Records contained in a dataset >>
────────────────────────────────────────

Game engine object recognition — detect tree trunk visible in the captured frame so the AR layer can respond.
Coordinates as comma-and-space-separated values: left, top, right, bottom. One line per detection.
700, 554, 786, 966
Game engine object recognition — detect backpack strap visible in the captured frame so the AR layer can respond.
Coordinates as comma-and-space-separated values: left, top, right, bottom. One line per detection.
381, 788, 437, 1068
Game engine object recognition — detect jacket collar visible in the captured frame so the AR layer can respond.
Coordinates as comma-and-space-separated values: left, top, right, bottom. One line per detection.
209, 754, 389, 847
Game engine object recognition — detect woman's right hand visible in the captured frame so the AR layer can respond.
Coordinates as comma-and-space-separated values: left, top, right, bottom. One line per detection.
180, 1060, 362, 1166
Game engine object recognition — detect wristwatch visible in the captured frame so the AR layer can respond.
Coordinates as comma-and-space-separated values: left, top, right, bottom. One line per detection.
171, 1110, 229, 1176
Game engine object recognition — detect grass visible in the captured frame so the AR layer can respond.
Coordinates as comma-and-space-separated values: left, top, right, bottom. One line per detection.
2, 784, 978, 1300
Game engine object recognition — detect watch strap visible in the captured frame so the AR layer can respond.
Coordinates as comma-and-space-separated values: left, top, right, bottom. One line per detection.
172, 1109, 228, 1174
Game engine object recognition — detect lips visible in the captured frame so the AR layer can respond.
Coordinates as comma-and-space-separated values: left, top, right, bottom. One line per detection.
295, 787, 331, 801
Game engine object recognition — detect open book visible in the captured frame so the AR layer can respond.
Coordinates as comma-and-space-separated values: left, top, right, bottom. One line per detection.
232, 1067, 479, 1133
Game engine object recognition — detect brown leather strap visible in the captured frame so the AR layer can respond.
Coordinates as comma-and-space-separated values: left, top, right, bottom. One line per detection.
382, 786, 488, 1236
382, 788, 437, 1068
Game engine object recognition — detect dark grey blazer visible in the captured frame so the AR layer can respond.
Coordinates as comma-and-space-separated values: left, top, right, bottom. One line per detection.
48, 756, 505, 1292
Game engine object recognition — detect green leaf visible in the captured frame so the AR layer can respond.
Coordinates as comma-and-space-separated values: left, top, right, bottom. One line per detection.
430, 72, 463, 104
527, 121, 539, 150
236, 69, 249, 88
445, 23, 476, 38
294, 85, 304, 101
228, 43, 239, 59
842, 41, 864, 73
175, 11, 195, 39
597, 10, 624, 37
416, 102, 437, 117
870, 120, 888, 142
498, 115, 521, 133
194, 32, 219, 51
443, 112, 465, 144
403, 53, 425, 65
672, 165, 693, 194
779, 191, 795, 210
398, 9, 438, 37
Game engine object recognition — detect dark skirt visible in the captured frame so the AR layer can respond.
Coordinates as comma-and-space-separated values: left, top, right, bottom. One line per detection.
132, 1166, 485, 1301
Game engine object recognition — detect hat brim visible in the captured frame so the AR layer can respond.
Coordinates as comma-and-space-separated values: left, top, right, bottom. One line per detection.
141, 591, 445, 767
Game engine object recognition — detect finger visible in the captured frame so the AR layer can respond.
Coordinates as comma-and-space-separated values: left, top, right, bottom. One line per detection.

────────────────────────────────────────

Task goal >>
Nothing but the lines from the one containing "Game engine object recognition — detect finger" through the end of the entries belongs in the answer; repeat them exactly.

Result for this task >>
Game engine object recognition — detect finger visible in the captured frame so the AR layer can respond.
Coordinates as comma-and-space-separated values: left, top, right, bottom. One line per detection.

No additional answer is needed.